Document passage >>
....

A Look at Credit Access in HondurasMicrofinance has become an important tool for increasing credit access in Honduras for low-income people. Microfinance, or microcredit, entails banks lending small amounts of money at low interest rates. It is a great method to get loans to people living in poverty who have no credit history, little to no income, no collateral and often no education. This practice is particularly popular in the developing world.

The Current Situation

Without access to credit, savings or other basic financial services, over two billion people around the world are financially excluded. Increased credit access in Honduras and other developing countries enables poor families to earn a larger income, build their assets and cushion themselves from extra costs from external shocks like natural disasters. Poverty in Honduras is exacerbated by a consistent threat of natural disasters, such as floods, hurricanes and land erosion.

....

Data >>
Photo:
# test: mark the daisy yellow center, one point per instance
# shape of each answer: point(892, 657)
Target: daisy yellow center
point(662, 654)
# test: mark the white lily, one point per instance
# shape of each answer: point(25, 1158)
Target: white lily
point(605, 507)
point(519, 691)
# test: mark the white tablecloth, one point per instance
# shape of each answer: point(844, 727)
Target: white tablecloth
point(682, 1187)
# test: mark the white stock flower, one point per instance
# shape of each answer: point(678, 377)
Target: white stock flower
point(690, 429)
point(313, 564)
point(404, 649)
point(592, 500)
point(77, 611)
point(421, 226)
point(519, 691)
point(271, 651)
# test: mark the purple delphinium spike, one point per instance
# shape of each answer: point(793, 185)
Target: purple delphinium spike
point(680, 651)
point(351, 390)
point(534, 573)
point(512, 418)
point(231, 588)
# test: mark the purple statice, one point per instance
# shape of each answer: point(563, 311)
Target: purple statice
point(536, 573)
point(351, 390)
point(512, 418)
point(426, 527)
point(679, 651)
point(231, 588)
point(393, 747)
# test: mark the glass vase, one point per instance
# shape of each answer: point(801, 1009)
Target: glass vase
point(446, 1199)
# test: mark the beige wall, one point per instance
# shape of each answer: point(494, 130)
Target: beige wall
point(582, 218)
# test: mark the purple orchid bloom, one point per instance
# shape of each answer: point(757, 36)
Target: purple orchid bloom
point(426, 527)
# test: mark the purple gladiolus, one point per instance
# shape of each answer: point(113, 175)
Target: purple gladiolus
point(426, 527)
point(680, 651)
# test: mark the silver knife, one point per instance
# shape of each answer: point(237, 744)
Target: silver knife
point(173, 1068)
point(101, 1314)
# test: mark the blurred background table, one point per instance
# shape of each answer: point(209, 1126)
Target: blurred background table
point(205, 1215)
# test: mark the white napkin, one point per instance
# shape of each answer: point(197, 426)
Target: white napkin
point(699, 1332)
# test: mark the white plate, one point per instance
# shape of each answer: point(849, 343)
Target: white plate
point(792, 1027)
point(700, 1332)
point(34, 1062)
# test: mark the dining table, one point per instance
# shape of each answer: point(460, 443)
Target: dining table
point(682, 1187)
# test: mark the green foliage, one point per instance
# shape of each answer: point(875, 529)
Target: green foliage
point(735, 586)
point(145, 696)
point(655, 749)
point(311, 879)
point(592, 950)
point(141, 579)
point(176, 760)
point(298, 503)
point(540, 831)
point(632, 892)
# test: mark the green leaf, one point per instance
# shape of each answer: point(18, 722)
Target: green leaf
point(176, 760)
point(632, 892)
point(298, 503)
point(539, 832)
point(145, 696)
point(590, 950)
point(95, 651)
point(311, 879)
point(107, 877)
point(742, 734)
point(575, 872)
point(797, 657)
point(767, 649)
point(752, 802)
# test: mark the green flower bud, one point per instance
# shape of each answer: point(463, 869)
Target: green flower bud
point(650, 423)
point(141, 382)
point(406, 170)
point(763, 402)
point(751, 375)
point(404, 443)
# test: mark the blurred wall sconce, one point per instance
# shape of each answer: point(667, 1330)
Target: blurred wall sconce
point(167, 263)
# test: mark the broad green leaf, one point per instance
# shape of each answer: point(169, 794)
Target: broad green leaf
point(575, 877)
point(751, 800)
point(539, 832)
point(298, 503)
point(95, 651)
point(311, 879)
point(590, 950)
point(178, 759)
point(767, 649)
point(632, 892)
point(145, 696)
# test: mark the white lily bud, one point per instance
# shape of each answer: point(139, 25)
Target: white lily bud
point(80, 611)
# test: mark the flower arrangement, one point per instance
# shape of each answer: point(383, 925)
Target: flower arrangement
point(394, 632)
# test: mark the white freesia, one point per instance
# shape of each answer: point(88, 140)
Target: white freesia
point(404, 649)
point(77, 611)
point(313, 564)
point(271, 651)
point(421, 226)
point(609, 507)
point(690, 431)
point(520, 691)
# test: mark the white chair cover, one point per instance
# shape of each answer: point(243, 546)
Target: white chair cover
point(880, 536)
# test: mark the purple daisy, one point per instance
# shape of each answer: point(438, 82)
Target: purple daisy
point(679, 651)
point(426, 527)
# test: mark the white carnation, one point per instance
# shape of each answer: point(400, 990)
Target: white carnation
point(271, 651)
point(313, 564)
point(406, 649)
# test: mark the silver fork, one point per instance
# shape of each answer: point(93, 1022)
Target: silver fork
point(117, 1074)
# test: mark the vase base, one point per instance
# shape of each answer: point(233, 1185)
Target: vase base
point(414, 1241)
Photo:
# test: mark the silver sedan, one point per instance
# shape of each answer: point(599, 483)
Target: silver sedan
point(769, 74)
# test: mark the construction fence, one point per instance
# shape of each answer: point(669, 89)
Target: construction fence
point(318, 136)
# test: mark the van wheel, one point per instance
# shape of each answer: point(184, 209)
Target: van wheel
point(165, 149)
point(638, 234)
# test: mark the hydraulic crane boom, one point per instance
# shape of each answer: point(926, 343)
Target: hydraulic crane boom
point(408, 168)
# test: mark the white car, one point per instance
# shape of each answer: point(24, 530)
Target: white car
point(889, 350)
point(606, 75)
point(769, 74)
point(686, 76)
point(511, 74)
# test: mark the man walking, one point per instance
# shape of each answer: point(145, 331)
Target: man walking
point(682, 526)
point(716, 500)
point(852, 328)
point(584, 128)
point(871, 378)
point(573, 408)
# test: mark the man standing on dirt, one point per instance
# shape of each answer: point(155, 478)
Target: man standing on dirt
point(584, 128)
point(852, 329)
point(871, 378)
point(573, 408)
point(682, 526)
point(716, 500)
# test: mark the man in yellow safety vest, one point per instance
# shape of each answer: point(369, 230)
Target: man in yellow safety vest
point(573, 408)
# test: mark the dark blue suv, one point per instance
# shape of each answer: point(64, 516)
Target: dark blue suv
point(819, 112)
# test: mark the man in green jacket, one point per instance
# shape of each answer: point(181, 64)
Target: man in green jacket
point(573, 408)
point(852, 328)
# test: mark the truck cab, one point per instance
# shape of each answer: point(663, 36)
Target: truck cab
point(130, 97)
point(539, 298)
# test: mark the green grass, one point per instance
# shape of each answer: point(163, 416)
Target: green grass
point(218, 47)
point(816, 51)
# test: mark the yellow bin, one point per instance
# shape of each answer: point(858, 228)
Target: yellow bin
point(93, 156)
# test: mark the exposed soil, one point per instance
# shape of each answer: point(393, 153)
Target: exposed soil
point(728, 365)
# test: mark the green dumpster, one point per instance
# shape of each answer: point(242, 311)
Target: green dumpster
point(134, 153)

....

Written instruction 1 >>
Using the text on credit access in Honduras, answer these questions:
(a) What does microfinance entail?
(b) How many people around the world are financially excluded?
(c) Which natural disasters threaten Honduras?
Written instruction 2 >>
Return, word for word, the part of the text on credit access in Honduras that runs from "Without access to" to "and land erosion.".

Correct result 1 >>
(a) Banks lending small amounts of money at low interest rates.
(b) Over two billion.
(c) Floods, hurricanes and land erosion.

Correct result 2 >>
Without access to credit, savings or other basic financial services, over two billion people around the world are financially excluded. Increased credit access in Honduras and other developing countries enables poor families to earn a larger income, build their assets and cushion themselves from extra costs from external shocks like natural disasters. Poverty in Honduras is exacerbated by a consistent threat of natural disasters, such as floods, hurricanes and land erosion.